BEGIN

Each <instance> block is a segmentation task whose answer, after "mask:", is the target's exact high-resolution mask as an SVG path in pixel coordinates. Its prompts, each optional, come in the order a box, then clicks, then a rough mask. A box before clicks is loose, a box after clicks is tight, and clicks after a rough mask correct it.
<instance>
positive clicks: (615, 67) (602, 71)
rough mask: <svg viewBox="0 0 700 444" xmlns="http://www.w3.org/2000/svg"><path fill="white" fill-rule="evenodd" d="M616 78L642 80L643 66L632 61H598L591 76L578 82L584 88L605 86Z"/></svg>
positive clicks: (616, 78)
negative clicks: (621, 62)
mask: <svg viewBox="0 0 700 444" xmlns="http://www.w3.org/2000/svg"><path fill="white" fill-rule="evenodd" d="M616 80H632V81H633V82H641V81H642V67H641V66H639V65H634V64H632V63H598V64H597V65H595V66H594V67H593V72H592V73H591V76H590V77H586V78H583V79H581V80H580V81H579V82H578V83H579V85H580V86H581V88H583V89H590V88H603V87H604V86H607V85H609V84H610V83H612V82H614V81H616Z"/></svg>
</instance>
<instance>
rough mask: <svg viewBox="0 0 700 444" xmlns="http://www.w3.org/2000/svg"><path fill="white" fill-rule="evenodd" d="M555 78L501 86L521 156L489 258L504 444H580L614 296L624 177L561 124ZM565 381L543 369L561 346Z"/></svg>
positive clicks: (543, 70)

END
BEGIN

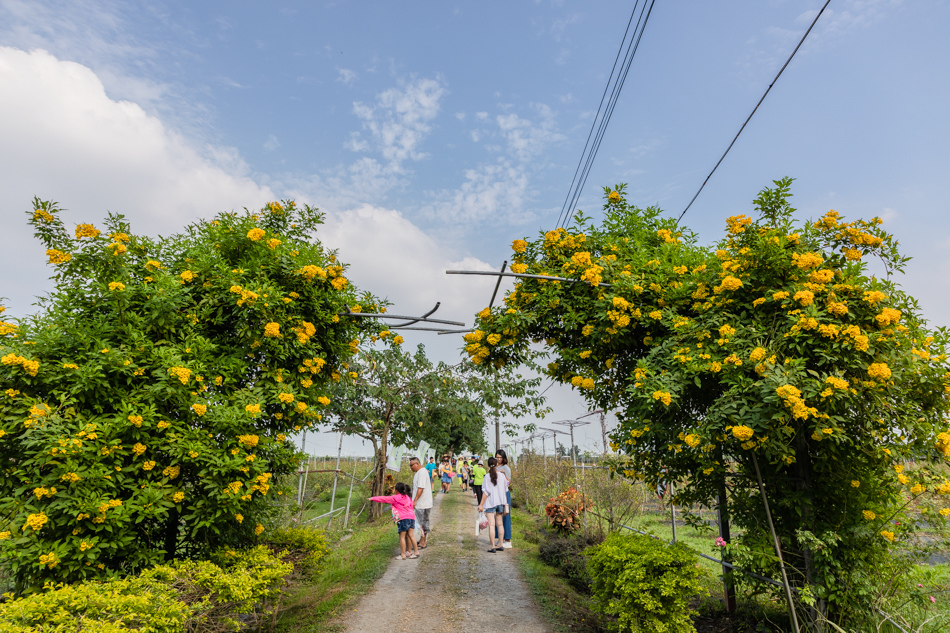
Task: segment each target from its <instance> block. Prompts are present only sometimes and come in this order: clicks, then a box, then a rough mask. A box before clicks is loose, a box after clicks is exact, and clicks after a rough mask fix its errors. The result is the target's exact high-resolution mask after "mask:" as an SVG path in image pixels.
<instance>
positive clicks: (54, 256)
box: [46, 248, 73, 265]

END

▶ Task statement
Return the lines from the one containing "Task: segment each" up to and including the one containing "box: [46, 248, 73, 265]", reproducing them exactly.

▶ The answer
Task: segment each target from its <instance> block. Prompts are present only sometimes and come in this order: clicks, then a box, then a rough mask. A box before clicks is loose, a box after clicks is exact, and clicks after a rough mask fix its errors. The result is the target's exact high-resolution mask after "mask:" as an SVG path in image pixels.
<instance>
positive clicks: (54, 256)
box: [46, 248, 73, 265]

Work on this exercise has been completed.